Data extracts:
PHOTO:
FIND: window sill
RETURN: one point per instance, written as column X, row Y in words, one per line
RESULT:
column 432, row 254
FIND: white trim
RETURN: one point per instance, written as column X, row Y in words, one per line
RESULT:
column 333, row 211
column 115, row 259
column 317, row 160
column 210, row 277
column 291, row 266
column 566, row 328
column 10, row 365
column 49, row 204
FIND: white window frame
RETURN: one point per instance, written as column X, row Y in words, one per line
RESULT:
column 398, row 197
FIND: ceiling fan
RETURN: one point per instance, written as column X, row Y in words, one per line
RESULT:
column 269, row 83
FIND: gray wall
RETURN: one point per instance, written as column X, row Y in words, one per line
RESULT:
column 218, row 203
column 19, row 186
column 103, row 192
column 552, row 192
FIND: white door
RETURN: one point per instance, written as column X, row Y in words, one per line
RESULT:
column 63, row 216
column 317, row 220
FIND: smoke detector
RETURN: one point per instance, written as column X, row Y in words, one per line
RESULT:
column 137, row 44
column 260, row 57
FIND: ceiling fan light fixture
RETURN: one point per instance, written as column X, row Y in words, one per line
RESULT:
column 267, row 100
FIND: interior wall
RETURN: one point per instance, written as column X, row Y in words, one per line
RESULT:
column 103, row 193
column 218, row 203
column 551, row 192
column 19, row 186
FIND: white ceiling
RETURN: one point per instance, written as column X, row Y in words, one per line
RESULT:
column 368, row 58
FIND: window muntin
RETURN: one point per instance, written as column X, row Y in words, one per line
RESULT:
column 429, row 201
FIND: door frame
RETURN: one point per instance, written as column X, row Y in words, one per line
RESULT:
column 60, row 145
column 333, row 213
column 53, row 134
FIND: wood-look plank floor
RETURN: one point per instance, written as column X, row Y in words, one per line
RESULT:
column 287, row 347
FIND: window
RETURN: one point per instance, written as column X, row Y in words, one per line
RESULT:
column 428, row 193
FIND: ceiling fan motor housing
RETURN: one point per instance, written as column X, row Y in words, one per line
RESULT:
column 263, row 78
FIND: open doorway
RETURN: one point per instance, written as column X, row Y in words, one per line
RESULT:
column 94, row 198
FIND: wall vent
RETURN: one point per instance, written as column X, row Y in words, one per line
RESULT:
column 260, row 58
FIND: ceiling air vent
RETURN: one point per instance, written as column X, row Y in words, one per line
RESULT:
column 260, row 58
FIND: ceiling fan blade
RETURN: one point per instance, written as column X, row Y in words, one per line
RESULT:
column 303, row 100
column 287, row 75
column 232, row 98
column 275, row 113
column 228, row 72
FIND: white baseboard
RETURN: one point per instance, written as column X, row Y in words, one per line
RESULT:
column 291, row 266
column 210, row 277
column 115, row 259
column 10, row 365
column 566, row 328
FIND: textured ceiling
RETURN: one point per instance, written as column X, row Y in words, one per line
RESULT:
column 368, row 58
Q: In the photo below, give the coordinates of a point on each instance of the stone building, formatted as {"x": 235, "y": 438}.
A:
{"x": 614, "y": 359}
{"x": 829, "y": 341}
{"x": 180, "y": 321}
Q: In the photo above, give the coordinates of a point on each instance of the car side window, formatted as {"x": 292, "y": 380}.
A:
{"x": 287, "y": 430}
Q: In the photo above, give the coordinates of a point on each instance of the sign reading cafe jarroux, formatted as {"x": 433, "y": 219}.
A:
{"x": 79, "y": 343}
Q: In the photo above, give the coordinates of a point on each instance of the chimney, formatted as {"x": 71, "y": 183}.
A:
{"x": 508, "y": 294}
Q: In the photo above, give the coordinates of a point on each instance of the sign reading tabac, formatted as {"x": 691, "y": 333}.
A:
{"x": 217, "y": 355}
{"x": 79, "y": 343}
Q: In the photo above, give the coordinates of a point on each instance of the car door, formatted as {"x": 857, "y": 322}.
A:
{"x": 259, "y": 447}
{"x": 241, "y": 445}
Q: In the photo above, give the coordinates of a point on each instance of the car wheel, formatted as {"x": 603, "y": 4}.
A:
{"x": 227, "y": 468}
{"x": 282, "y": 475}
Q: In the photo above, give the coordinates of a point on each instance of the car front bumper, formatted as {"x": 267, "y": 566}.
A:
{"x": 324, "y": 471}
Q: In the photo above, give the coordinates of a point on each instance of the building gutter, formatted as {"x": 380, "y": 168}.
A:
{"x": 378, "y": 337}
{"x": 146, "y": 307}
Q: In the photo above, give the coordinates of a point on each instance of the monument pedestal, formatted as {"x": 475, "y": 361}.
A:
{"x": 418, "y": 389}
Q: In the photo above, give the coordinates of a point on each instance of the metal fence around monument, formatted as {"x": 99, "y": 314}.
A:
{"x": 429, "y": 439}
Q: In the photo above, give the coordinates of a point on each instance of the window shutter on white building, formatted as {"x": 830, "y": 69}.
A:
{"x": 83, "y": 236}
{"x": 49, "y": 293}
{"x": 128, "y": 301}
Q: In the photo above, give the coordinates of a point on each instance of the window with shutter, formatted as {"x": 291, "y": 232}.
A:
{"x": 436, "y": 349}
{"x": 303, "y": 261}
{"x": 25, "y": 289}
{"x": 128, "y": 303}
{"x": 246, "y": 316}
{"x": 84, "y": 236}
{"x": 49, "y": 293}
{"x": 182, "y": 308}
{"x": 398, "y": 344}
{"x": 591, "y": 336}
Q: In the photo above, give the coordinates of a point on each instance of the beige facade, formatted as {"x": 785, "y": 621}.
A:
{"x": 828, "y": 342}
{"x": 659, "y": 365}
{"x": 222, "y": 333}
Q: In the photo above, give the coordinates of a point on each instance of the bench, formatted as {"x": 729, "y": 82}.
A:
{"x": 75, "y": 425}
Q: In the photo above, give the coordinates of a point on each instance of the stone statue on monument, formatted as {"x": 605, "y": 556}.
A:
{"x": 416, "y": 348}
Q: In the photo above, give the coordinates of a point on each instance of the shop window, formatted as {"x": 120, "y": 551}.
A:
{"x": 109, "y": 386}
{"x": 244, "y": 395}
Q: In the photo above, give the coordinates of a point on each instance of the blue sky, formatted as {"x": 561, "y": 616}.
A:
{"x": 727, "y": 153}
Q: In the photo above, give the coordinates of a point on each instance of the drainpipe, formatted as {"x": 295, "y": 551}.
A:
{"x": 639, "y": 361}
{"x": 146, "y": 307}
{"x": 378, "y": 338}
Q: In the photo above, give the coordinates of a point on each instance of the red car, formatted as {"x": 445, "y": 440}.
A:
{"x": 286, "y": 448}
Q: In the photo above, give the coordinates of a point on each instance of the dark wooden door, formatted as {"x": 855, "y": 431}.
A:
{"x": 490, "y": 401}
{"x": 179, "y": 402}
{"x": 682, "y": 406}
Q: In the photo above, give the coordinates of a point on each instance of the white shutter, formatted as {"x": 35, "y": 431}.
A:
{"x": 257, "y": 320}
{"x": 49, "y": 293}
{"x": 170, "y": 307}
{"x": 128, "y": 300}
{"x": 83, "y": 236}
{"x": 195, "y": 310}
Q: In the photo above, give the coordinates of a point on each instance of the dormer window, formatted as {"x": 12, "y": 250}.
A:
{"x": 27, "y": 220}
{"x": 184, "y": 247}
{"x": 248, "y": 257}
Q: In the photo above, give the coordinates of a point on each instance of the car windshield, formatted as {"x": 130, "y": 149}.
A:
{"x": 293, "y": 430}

Work to be completed: The total, and nothing more: how many lines in the entries contain "sign"?

Response: 2